--- START ---

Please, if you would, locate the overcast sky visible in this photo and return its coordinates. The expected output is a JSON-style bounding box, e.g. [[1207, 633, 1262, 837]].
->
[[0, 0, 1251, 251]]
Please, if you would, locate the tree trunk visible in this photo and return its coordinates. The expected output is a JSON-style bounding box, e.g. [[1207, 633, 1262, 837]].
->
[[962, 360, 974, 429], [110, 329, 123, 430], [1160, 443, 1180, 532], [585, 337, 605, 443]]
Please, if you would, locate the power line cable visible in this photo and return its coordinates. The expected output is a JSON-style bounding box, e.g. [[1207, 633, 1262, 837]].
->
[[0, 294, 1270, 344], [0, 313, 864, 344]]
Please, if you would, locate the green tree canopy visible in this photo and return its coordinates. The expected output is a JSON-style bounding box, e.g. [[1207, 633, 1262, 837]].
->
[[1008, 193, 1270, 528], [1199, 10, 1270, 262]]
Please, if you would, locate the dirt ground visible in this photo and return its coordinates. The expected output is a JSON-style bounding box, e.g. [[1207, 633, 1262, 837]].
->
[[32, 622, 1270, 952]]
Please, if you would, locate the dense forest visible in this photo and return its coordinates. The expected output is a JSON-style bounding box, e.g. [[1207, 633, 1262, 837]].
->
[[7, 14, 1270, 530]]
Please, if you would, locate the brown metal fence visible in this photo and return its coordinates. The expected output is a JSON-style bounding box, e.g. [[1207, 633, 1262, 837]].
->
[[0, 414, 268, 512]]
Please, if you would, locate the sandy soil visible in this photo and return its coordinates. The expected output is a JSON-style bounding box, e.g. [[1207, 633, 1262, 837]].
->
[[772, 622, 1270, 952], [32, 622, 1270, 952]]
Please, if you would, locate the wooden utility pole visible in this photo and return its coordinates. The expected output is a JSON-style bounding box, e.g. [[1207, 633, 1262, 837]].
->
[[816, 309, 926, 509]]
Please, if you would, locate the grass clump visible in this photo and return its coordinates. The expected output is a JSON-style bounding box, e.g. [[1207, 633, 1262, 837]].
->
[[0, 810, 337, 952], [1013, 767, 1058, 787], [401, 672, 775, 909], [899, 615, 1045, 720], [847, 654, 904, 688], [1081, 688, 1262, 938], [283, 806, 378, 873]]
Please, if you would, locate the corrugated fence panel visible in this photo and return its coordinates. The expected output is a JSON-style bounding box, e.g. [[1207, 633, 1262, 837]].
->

--- END ---

*Exercise requirements*. Repeat the material from the line with "Please, if you would, locate the dense" to the line with "[[772, 622, 1270, 952], [32, 622, 1270, 952]]", keeping both of those lines and every character unchanged.

*Written response*.
Please, if you would, locate the dense forest visible in this photo and return its coordinates. The expected output is a JSON-style bounding box, e.g. [[1207, 633, 1262, 837]].
->
[[7, 14, 1270, 530]]
Please, if you would, locate the brown metal fence visible in this photo and return its coordinates. The expected output is a JSON-style bounding box, e.g. [[1207, 633, 1262, 837]].
->
[[0, 414, 268, 512]]
Please, if you would, locate the sandy soil visible in this photo and return its coordinates. The expected output is a JSON-style bounding box, e.g. [[1207, 633, 1262, 837]].
->
[[772, 622, 1270, 952], [32, 622, 1270, 952]]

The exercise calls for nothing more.